Reading text
= = = = =

New Fannie and Freddie Teaser Rate Program (AKA the NEW Streamlined Loan Mod)
The new Streamlined Loan Modification introduced today, is more than meets the eye. The program is essentially a New Teaser Rate Loan Program that could do more harm than good!
To qualify for the new program a Borrower must be 90 days down on their mortgage (3 Months late/delinquency). Must have a loan that >90% of appraised value.
New Loan will be based on a rate between 3-4%, and borrowers Debt to Income must not be greater than 38% (i.e. $3,500 income new mortgage no greater than $1,330). The current deficiency (3 months mortgage) is placed in arrears (added to the back). Please note at a 3%, minimal principle will be eliminated, there is also talk of the loans being interest only (zero principle eliminated). The Terms will be extended from ARMs to Fixed. The Frozen Principle and Arrears is still due on sell i.e. a Balloon Payment.
The pitfalls:
· The mortgage has to be a Fannie or Freddie loan, not a serviced loan.
· If the home is in a declining market, and the current amount owed is more than it is worth or teetering on the edge (90% mighty closes). When the borrower decides to sell they will have a balloon/balance owed (Loan balance modified at $150k home is in a declining market, borrower decides to sell in 2-3yr after getting back on their feet and home is only worth $100k. Borrower will owe the remaining/deficiency of $50k.)

= = = = =

Material
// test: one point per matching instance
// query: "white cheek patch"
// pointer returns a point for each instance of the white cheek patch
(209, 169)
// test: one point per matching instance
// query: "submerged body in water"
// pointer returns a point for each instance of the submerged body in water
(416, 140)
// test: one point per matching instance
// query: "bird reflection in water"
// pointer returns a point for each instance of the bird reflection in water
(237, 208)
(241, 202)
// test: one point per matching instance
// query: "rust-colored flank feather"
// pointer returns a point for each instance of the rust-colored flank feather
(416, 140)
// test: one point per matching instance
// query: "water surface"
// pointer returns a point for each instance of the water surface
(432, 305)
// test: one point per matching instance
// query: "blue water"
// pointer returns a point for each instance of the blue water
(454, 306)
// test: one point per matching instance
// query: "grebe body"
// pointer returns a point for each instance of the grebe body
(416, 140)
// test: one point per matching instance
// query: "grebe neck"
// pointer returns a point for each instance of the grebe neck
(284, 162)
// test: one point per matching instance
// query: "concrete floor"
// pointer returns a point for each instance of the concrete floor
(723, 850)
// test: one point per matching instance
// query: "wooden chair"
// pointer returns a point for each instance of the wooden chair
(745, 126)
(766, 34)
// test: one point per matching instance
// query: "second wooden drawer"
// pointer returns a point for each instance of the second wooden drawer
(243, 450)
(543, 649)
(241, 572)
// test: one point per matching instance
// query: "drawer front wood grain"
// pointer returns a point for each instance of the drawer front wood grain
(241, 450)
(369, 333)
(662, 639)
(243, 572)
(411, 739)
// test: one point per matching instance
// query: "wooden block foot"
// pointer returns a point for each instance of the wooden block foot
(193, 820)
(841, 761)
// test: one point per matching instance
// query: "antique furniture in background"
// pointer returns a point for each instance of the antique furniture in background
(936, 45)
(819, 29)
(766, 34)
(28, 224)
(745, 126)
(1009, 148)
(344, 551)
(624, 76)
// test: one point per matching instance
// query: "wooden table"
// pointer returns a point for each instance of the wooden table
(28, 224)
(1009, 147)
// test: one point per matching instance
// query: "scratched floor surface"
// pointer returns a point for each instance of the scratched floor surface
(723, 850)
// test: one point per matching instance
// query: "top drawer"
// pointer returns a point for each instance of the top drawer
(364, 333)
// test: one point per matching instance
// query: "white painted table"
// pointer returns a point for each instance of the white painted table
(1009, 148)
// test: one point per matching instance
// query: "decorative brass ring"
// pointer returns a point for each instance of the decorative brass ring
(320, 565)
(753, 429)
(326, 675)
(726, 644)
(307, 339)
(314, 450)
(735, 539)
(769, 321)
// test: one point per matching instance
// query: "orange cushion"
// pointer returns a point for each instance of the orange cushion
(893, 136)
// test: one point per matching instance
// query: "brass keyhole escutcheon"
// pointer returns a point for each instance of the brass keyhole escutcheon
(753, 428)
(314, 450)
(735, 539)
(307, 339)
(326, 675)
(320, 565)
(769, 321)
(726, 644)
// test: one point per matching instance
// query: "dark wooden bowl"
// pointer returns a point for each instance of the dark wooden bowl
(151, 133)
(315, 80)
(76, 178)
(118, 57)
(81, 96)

= = = = =

Written instruction A
In the loan modification text, what is the maximum debt-to-income ratio a borrower may have?
Written instruction B
Show every line of the records that contains the string "furniture", with case counting.

Final answer A
38%

Final answer B
// query: "antique furniture in background"
// pointer returns a point for each instance of the antique furniture in background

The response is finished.